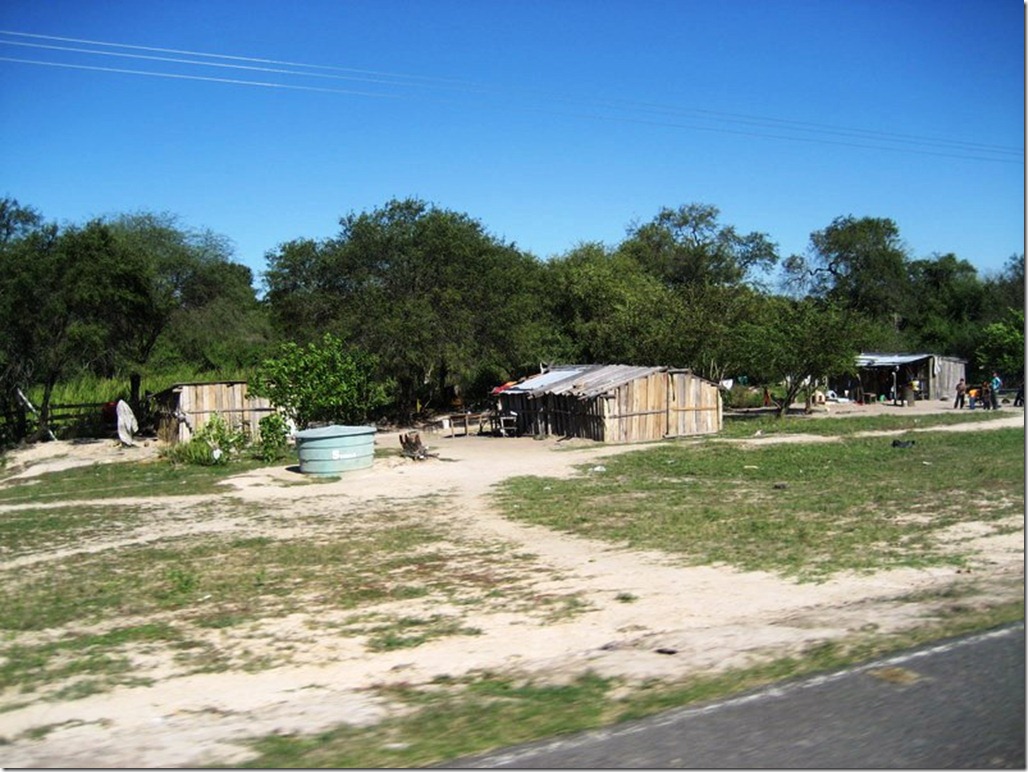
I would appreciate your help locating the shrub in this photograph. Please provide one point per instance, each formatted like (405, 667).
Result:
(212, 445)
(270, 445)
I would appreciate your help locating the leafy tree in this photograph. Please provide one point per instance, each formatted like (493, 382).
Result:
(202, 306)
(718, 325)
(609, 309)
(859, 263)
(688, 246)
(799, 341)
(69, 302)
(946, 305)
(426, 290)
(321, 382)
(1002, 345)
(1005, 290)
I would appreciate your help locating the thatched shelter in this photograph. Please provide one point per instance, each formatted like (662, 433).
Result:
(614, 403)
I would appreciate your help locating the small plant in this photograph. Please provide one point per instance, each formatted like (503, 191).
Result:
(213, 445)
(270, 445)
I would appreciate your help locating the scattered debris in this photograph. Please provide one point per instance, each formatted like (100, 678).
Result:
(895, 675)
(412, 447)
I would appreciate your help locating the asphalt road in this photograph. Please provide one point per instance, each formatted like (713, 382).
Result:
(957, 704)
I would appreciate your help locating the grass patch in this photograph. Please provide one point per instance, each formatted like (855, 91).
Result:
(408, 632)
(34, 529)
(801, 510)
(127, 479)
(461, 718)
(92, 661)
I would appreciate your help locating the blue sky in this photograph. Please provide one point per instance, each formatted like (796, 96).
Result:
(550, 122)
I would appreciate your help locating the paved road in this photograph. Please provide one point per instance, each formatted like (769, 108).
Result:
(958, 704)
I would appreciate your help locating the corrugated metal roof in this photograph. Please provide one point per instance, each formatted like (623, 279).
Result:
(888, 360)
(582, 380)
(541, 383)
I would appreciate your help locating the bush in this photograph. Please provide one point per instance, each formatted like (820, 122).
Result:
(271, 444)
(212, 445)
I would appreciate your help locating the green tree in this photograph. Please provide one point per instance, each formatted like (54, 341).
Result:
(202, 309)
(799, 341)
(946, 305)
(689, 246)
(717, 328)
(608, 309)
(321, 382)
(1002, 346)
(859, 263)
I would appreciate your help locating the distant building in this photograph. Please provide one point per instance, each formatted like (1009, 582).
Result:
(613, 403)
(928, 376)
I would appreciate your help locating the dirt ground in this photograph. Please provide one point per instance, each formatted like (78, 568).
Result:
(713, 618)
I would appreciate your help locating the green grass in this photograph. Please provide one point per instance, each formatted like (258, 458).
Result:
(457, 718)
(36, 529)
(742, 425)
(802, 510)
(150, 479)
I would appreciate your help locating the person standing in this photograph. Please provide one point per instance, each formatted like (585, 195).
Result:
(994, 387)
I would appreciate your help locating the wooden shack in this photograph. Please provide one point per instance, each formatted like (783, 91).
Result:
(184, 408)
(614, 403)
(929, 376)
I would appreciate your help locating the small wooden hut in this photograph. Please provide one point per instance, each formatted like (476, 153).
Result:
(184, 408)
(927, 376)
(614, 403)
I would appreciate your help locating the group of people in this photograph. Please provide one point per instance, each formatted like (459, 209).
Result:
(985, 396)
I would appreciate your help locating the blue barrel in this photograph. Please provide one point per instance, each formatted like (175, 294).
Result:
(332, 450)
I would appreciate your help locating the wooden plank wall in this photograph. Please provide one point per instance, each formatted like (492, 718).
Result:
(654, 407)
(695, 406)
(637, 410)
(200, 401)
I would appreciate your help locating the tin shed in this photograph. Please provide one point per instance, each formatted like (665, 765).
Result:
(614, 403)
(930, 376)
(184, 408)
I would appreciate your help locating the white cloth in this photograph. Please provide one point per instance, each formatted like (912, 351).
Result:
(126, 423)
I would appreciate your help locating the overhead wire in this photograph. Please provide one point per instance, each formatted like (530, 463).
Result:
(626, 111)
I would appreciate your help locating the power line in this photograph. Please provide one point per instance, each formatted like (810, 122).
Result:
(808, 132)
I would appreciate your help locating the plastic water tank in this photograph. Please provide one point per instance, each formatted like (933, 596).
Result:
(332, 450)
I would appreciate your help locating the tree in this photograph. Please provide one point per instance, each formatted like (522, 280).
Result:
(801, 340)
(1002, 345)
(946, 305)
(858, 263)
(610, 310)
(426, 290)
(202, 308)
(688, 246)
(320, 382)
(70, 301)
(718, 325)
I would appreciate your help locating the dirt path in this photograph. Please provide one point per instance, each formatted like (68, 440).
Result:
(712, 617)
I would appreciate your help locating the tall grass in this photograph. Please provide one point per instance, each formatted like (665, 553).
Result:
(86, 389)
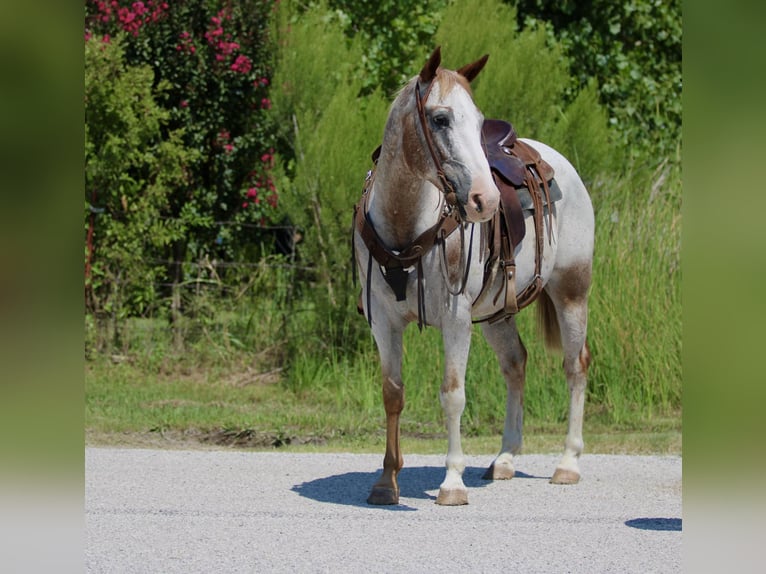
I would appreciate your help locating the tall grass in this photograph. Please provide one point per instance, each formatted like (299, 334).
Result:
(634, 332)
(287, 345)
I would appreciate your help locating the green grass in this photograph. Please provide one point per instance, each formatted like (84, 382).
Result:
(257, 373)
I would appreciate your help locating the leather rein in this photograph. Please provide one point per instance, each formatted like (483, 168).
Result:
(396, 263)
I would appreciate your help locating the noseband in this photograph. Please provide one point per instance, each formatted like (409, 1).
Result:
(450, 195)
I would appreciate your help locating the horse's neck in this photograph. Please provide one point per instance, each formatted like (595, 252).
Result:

==================================================

→ What the task asks
Print all records word for word, no images.

→ Your solution
I would appreciate your help locating the shrub in this photograph. Please provide one point per instance, each formatted like (405, 667).
Result:
(212, 445)
(270, 445)
I would appreciate your help locating the leafy tree in this photograph. Please provide one point per instance, each formatted like (493, 382).
Result:
(202, 306)
(718, 325)
(609, 309)
(859, 263)
(688, 246)
(799, 341)
(69, 302)
(946, 305)
(426, 290)
(321, 382)
(1002, 345)
(1005, 290)
I would appreciate your help locating the thatched shelter in this photograph. Please provide one point per instance, each formatted like (662, 433).
Result:
(614, 403)
I would appreciate your help locating the small plant in this photograph. Please provide one point per instance, each formatted like (503, 191).
Result:
(213, 445)
(270, 445)
I would appreciate your help locating the scattered debris in this photograph. Please provide one point per instance, each formatted like (100, 678).
Result:
(895, 675)
(412, 447)
I would appreciate your help locating the asphalt road in this photograph. Please provide one point per instance, each formatted like (713, 382).
Result:
(957, 704)
I would appreciate your help locating the grass patch in this photograph. Please provide one point per instance, each formatted like (855, 91).
Result:
(408, 632)
(34, 529)
(801, 510)
(127, 479)
(461, 718)
(92, 661)
I would appreciate your help locating the blue sky in this photograph. Please provide one point per instance, each formatted like (796, 96).
Result:
(550, 122)
I would appreciate your help locating the paved road in this photograph. Please provide one point per instance, each formatted like (769, 108).
Result:
(958, 704)
I would appreciate your help locating the corrugated metal roof in this photograph. Please provide one point per instance, each formatted like (623, 279).
Result:
(888, 360)
(582, 380)
(541, 383)
I would appreciate your help locating the bush in this photograph. Please provide one point per instance, each formatted like (820, 122).
Result:
(271, 444)
(212, 445)
I would appreciate your help locating the green tree in this photograph. Please provide one point per instance, each formatted like (54, 341).
Result:
(202, 309)
(799, 341)
(946, 305)
(689, 246)
(717, 328)
(608, 309)
(321, 382)
(1002, 346)
(859, 263)
I would appreciate your help locating the distant building in this photograph. Please provide one point per instance, each formatted like (1009, 582).
Result:
(613, 403)
(928, 376)
I would appreciate your help locating the dirt ground in this photograph. Please provide one point per instance, each formatted like (78, 568).
Result:
(713, 618)
I would appreciate your help locating the green grass in this photograph. Please provide one point per instance, each formatted like (258, 458).
Result:
(457, 718)
(36, 529)
(742, 425)
(802, 510)
(150, 479)
I would appreciate your help locating the person standing in this photograph. Please provide one point per instance, each formatted like (585, 195).
Result:
(994, 387)
I would appreciate your help locating the wooden shack in this photograph. Please provide one point per instance, each formatted like (783, 91).
Result:
(184, 408)
(614, 403)
(929, 376)
I would appreciate your help locating the small wooden hut in this photograph. Please provide one point per instance, each formatted like (476, 153).
Result:
(184, 408)
(927, 376)
(614, 403)
I would appreciate your help locating the group of people in this photograph. Please provide one point per instance, each formatted like (459, 209).
Result:
(985, 396)
I would appreciate your help locating the blue barrel in this photograph. Please provide one point per instance, each formatted like (175, 294).
Result:
(332, 450)
I would appreciate your help locating the wooden plank wall in this photograph. Please provide one point per instance, each formatted like (492, 718).
Result:
(654, 407)
(695, 406)
(637, 410)
(200, 401)
I would appreciate your help locating the tin shed in this photograph. Please provide one point per instance, each formatted like (665, 765).
Result:
(614, 403)
(930, 376)
(184, 408)
I would appreciate your help locating the white cloth in this photograph. Please provide one point per instance, each formatted like (912, 351).
Result:
(126, 423)
I would appreciate your help locating the overhead wire in this photograph. Please provide one point per instance, each formatted like (530, 463).
Result:
(626, 111)
I would appreciate your help locating the power line in this photograph. Please provide one point per instance, each formatted like (810, 122).
Result:
(808, 132)
I would appreciate your help locating the plastic water tank in this photograph. Please provide one point per instance, each formatted like (933, 596).
Result:
(332, 450)
I would appreciate your help locating the tree in this photograph. Please provide one point per instance, each formatted like (522, 280).
Result:
(801, 340)
(1002, 345)
(946, 305)
(858, 263)
(610, 310)
(426, 290)
(202, 308)
(688, 246)
(320, 382)
(70, 301)
(718, 325)
I would appreciate your help locating the dirt path in this photograph. Please provide one point per instance, each formatted like (68, 440).
Result:
(712, 617)
I would appreciate your help locating the tall grass in this photograph. Please provide one point per instance, each formatted like (665, 553).
Result:
(86, 389)
I would appreciate your help locating the tall grass in this photograph. Please provide one point per instance, each formatted like (299, 334).
Result:
(634, 332)
(287, 345)
I would appreciate your help locating the green grass in this photograph. Please provide one point per instance, each formatted like (84, 382).
Result:
(257, 373)
I would appreciate your help locating the leather rein in this photograph. Please provide one point per instance, each formatted like (483, 168).
Result:
(396, 263)
I would appreciate your help locating the noseband in this photograph. Please provide one point per instance, each formatted like (409, 1).
Result:
(450, 195)
I would appreciate your help locating the horse's neck in this photograph. Please provide one point per instance, each formatted like (595, 252).
Result:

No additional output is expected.